**TASK:** Gather every line of the entries below that contains the word "lamp", and copy each one in full.
BEGIN EXCERPTED DATA
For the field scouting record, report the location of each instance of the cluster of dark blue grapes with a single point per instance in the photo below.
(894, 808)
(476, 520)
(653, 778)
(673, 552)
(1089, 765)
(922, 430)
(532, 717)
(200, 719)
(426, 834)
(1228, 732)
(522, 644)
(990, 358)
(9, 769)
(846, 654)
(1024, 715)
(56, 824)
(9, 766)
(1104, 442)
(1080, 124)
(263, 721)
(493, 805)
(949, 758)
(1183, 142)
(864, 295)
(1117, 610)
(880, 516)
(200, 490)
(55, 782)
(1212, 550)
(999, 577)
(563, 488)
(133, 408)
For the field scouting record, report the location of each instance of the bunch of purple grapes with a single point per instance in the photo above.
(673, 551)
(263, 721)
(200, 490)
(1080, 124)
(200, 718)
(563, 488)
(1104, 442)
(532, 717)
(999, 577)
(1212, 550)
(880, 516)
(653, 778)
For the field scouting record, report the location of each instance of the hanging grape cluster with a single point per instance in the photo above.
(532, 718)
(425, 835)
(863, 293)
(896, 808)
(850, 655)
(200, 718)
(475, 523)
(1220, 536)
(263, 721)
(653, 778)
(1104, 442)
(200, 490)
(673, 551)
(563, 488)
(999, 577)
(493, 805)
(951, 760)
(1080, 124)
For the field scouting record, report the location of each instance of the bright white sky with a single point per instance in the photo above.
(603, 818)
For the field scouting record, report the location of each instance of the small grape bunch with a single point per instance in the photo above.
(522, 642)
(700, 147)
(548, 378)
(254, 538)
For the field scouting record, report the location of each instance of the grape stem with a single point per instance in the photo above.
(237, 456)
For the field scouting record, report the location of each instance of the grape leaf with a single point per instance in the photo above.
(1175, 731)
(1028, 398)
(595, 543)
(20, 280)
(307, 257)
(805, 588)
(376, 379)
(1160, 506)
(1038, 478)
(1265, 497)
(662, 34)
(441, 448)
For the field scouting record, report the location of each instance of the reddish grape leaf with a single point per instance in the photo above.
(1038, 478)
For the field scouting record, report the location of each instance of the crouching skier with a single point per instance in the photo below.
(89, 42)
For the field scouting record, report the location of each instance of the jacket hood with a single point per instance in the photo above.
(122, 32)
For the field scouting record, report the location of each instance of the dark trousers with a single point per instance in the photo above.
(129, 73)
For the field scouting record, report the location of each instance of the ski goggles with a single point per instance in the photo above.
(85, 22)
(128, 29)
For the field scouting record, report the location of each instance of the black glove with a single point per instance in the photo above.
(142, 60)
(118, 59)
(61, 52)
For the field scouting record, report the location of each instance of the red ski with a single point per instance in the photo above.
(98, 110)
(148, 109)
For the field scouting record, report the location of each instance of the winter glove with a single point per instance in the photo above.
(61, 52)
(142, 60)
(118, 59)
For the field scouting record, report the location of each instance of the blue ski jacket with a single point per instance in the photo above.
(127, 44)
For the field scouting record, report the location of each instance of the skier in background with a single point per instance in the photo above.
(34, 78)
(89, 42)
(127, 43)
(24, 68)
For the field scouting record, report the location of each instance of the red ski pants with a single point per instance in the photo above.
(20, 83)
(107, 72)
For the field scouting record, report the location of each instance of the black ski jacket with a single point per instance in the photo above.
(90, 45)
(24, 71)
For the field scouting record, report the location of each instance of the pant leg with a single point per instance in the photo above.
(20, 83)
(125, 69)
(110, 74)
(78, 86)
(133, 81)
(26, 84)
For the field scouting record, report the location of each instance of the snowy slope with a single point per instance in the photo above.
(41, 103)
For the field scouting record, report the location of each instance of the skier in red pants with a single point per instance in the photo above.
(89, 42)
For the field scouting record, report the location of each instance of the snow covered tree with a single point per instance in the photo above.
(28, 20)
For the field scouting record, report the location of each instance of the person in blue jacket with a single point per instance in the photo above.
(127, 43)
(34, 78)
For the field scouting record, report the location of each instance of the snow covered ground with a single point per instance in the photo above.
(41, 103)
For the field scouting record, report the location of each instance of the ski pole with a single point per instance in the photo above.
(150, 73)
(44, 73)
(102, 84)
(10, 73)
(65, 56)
END EXCERPTED DATA
BEGIN EXCERPTED DATA
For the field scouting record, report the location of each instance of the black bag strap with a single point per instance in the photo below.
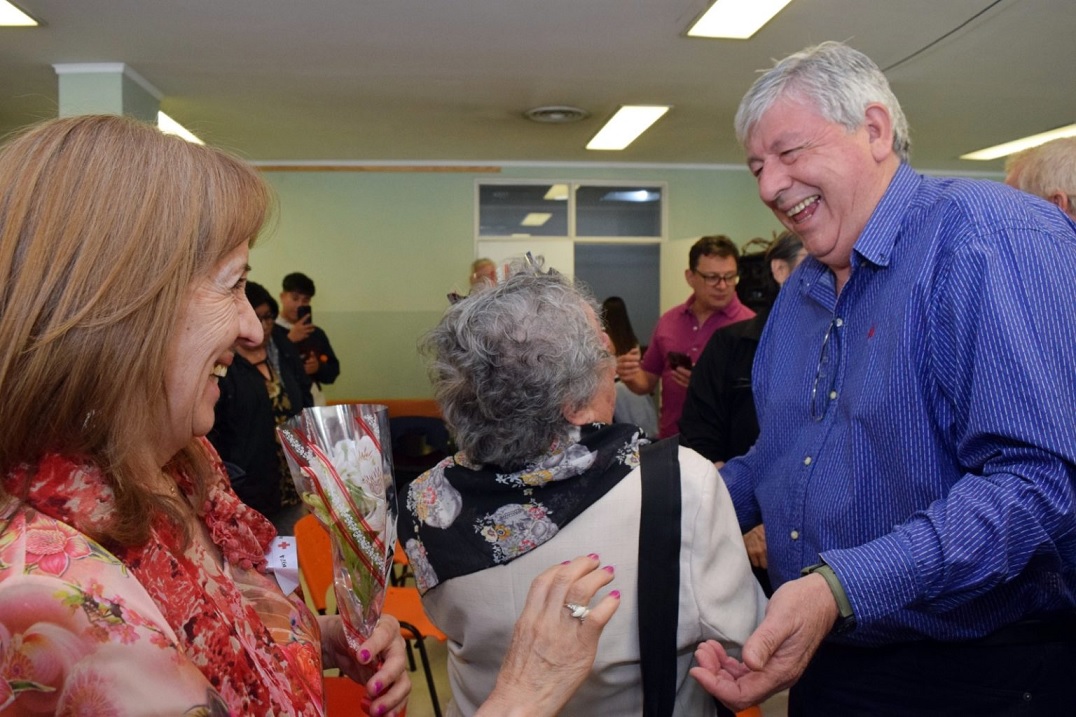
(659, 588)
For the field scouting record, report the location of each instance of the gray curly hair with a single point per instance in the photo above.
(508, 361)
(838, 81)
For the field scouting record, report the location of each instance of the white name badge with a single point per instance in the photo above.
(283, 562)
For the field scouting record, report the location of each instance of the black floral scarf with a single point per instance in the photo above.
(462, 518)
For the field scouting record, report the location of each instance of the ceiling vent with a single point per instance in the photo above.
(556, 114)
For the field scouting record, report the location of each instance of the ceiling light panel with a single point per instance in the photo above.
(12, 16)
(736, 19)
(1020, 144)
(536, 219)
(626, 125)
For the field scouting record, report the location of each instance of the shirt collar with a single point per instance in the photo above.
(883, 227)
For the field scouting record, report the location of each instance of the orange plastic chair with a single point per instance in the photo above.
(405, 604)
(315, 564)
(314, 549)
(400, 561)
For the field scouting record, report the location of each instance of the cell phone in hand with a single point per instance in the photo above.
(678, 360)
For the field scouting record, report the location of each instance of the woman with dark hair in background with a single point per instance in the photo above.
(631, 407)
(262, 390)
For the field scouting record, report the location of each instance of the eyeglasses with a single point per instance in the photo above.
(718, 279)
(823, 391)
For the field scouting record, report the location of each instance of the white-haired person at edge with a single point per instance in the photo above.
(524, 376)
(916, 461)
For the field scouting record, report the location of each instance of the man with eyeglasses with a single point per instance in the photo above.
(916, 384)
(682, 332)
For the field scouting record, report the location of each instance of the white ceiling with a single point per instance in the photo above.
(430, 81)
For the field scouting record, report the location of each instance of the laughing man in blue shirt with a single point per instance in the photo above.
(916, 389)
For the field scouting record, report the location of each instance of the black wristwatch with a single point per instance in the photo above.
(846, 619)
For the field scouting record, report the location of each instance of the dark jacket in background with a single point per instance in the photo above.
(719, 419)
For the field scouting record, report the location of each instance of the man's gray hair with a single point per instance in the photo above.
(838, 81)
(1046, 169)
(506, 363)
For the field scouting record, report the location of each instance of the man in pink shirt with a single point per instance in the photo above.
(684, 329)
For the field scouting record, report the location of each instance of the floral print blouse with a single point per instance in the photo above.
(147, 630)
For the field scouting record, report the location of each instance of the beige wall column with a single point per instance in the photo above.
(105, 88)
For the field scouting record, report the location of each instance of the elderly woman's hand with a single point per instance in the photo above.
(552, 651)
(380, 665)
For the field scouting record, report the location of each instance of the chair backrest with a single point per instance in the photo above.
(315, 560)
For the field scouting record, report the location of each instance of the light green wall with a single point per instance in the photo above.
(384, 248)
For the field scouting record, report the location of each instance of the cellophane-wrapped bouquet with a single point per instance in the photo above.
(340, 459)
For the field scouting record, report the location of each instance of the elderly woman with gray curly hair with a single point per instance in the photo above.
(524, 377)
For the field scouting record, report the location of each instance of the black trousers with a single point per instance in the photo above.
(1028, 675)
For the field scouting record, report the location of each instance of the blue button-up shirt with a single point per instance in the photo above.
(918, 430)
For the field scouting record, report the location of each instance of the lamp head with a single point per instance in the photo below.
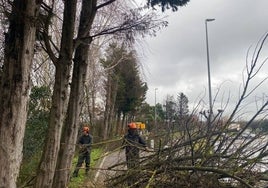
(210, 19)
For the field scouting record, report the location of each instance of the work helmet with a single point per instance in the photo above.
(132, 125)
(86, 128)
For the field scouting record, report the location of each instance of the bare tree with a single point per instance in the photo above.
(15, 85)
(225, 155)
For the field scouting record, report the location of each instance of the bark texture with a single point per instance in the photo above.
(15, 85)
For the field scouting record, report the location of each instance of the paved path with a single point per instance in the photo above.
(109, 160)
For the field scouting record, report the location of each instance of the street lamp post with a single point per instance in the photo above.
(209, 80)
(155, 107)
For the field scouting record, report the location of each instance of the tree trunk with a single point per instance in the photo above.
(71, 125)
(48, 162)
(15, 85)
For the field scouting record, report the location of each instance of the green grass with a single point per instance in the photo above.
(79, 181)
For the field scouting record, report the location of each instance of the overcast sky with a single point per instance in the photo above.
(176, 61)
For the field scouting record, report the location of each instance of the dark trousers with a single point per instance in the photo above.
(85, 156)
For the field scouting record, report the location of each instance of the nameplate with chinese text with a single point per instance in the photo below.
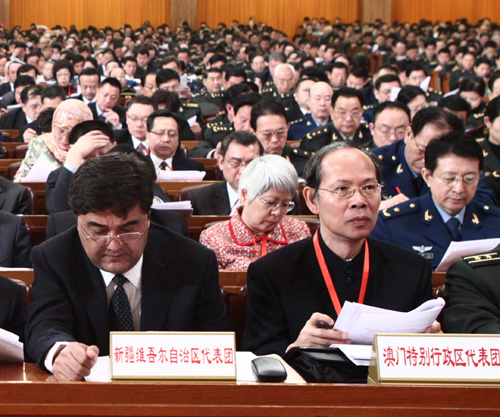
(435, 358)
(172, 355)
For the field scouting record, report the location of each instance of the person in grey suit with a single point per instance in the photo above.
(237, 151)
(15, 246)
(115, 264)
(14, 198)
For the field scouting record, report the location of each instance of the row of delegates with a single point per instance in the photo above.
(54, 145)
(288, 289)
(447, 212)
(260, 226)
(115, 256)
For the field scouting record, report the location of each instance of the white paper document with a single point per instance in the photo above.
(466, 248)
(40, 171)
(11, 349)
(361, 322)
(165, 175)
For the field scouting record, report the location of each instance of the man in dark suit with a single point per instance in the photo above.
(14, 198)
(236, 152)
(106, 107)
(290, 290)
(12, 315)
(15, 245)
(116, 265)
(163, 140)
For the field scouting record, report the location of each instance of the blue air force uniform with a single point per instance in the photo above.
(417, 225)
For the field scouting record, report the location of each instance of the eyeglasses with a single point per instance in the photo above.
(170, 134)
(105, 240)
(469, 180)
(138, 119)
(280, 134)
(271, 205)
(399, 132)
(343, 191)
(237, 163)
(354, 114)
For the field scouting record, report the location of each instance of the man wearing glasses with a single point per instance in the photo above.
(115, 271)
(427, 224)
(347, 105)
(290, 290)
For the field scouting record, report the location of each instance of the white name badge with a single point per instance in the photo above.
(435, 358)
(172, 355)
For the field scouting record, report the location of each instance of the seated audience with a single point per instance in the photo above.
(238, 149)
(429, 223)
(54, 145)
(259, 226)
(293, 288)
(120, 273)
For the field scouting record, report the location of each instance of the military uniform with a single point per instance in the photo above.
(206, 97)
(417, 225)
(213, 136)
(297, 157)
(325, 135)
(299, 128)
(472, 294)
END EXCERPTED DATA
**REPLY:**
For the field scouting record, report the location of each instance of the lamp head with a single point per instance in the photo below.
For the field scouting record, report the location of each instance of the street lamp post with a single point per instance in the photo above.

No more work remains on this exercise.